▶ **Given task**
Pull out the lines in the rows below, unchanged, from the line containing "of the gray" through the last line of the rows.

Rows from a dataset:
============================================================

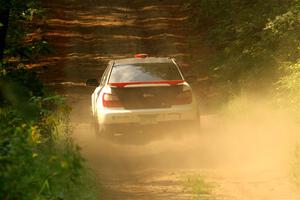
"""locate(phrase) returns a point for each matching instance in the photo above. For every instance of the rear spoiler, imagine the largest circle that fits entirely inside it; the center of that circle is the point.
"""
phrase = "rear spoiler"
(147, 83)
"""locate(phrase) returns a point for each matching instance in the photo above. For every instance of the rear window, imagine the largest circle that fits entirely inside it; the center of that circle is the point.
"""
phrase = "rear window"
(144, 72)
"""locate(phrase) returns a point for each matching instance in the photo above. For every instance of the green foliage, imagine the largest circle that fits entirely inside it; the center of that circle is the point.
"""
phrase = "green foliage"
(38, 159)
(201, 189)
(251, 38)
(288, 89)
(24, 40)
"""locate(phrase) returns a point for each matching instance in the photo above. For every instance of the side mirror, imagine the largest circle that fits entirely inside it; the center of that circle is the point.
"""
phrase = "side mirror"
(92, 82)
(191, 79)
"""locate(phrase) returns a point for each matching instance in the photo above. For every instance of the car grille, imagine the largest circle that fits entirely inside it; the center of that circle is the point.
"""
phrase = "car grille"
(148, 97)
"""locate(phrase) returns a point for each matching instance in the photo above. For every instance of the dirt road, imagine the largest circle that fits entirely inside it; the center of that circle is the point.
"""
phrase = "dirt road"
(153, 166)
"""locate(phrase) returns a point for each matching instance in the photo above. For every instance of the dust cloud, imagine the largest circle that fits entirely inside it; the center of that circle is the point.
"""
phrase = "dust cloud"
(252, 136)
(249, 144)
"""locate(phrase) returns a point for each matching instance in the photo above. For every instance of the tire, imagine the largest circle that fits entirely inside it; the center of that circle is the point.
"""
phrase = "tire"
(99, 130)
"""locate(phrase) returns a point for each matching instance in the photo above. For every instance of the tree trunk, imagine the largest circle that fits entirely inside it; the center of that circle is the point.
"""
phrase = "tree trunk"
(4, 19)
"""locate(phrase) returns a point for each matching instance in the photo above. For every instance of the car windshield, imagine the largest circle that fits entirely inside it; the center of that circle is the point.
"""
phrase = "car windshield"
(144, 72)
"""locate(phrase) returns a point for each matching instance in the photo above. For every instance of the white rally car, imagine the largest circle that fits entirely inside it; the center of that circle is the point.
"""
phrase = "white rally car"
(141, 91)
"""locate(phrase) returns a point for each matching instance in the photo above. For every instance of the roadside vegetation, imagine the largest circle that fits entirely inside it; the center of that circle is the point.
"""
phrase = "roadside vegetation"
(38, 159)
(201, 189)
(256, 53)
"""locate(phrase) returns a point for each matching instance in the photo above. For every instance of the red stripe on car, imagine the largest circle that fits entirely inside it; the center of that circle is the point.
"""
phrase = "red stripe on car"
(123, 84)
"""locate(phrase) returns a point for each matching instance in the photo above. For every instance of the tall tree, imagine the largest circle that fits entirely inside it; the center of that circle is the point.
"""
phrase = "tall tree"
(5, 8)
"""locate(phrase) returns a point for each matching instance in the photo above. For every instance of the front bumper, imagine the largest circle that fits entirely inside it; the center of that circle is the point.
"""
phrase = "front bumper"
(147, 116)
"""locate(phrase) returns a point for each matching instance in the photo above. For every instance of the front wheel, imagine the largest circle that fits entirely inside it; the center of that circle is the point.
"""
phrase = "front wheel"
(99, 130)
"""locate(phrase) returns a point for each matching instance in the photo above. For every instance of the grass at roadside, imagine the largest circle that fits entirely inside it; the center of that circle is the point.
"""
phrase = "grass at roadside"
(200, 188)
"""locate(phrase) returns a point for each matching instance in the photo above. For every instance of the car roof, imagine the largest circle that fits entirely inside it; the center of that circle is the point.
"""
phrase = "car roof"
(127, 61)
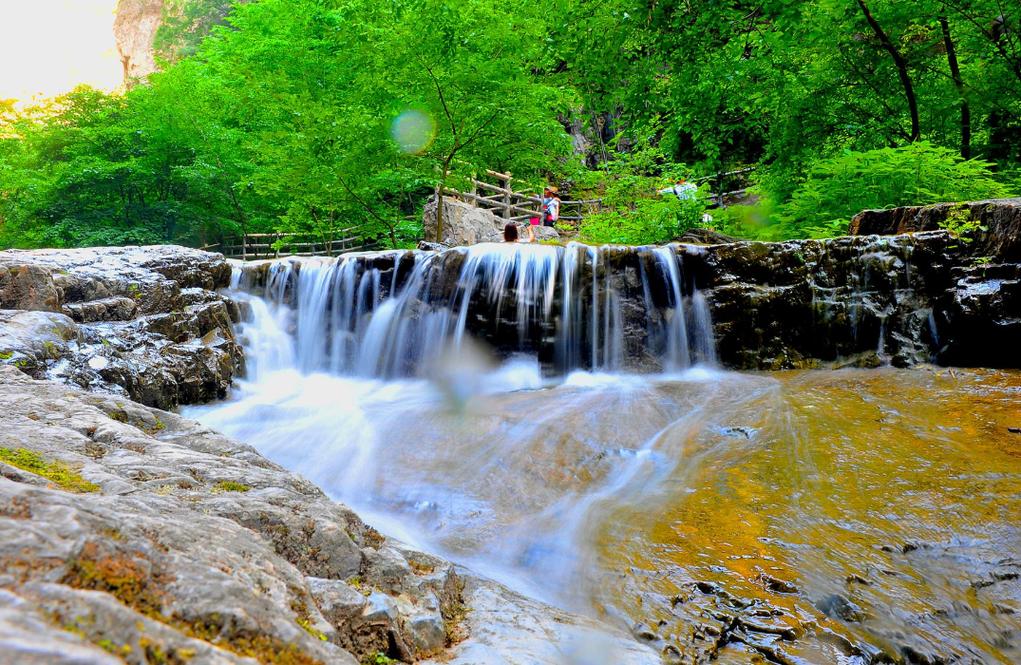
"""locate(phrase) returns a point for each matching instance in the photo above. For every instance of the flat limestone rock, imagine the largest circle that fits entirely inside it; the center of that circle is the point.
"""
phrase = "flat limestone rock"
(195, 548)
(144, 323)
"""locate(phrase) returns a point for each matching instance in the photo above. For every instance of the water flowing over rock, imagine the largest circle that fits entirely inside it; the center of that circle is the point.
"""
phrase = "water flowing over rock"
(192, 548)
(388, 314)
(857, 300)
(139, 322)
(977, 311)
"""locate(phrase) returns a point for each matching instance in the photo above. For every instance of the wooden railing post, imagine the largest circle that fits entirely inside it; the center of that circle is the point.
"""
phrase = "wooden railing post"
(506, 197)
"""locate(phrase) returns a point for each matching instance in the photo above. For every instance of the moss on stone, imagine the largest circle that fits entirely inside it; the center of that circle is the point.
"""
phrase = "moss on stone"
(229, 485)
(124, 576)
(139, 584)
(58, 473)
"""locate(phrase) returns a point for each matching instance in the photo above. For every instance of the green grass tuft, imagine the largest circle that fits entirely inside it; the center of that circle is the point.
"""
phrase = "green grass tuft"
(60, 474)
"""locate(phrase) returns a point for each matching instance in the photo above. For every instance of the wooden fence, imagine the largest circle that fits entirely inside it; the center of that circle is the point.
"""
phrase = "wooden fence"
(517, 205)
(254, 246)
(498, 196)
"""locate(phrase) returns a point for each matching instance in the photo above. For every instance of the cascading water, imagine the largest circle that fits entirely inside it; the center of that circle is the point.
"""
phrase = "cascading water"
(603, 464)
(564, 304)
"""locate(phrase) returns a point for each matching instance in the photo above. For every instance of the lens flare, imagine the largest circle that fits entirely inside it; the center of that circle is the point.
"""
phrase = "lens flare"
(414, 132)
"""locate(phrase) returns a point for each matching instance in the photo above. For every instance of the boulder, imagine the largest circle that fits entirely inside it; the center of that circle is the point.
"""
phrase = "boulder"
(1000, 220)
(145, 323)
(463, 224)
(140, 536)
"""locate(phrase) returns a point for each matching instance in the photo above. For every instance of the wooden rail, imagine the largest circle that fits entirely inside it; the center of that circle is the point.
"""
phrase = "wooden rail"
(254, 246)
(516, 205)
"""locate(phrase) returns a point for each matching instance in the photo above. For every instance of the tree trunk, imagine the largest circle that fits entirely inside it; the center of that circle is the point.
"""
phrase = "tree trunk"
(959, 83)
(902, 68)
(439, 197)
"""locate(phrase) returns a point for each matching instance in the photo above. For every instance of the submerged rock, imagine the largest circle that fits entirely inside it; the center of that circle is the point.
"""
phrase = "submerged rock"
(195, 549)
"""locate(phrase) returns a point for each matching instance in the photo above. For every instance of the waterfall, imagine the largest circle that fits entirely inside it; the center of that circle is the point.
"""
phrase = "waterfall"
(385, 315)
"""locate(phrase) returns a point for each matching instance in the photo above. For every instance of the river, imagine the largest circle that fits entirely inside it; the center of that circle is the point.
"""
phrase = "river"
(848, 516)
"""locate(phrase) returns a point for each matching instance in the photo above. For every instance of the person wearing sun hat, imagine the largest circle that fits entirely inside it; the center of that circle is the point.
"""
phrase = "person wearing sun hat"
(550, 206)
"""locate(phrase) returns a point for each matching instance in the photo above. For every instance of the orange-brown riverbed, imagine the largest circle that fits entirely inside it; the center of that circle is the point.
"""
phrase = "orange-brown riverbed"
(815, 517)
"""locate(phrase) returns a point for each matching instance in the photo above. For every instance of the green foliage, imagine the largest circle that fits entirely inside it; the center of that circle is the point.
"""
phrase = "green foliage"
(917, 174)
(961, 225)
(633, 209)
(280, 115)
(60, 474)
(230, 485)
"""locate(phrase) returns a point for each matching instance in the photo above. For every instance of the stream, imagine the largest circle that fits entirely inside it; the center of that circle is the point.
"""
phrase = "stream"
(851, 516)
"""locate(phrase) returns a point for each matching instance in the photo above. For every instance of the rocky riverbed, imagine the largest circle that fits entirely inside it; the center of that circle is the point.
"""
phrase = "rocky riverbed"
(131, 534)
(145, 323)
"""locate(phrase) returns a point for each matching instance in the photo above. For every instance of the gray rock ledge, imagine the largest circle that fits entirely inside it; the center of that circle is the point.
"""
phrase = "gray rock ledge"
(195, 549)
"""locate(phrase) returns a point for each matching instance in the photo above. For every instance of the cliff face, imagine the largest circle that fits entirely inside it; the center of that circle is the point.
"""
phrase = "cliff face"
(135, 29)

============================================================

▶ **Response to the exercise**
"""locate(phrase) returns a point for each matching instance in the photo above. For every instance of the gray rock ledge, imagine the largest circle that fits entirely inside it; the center of that circle is the point.
"""
phrase = "gray rock ledge"
(195, 549)
"""locate(phrase) returns a point for each matching instance in the photo above. For every instance of the cliff face, imagine the largest circle that fits entirely inside it; the center of that circle is the point.
"""
phrase = "cliff face"
(135, 29)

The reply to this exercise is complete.